What to produce:
Return every line of the material below that contains the string "Target", matching case exactly.

# start of Material for this task

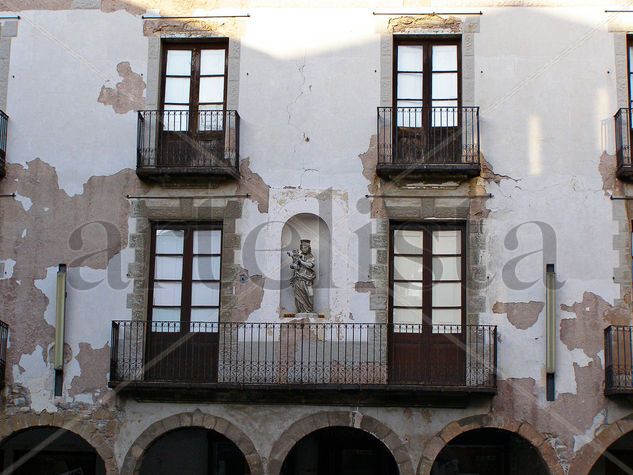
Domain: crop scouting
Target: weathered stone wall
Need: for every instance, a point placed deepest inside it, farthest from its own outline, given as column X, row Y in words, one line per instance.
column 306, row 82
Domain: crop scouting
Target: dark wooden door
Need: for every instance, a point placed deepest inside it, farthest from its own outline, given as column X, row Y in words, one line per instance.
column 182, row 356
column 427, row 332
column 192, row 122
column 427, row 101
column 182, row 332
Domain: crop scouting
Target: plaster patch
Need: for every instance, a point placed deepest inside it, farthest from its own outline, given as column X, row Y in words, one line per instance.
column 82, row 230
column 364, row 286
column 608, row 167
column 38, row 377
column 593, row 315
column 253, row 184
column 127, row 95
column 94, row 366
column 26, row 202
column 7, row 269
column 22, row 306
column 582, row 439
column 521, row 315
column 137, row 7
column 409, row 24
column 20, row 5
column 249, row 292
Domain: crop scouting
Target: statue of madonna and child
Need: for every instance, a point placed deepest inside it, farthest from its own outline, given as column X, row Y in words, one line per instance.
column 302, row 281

# end of Material for this task
# start of Material for this task

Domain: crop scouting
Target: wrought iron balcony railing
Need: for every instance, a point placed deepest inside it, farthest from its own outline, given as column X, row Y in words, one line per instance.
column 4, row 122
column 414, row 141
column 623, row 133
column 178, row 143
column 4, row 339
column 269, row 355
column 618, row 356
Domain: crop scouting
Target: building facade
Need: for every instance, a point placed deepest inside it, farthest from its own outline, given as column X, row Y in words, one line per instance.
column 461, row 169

# end of Material for this task

Task result:
Target: weathered stone wall
Target: dark wooden door
Target: plaster patch
Target: statue of madonna and child
Target: wrought iron balcony railing
Target: building facade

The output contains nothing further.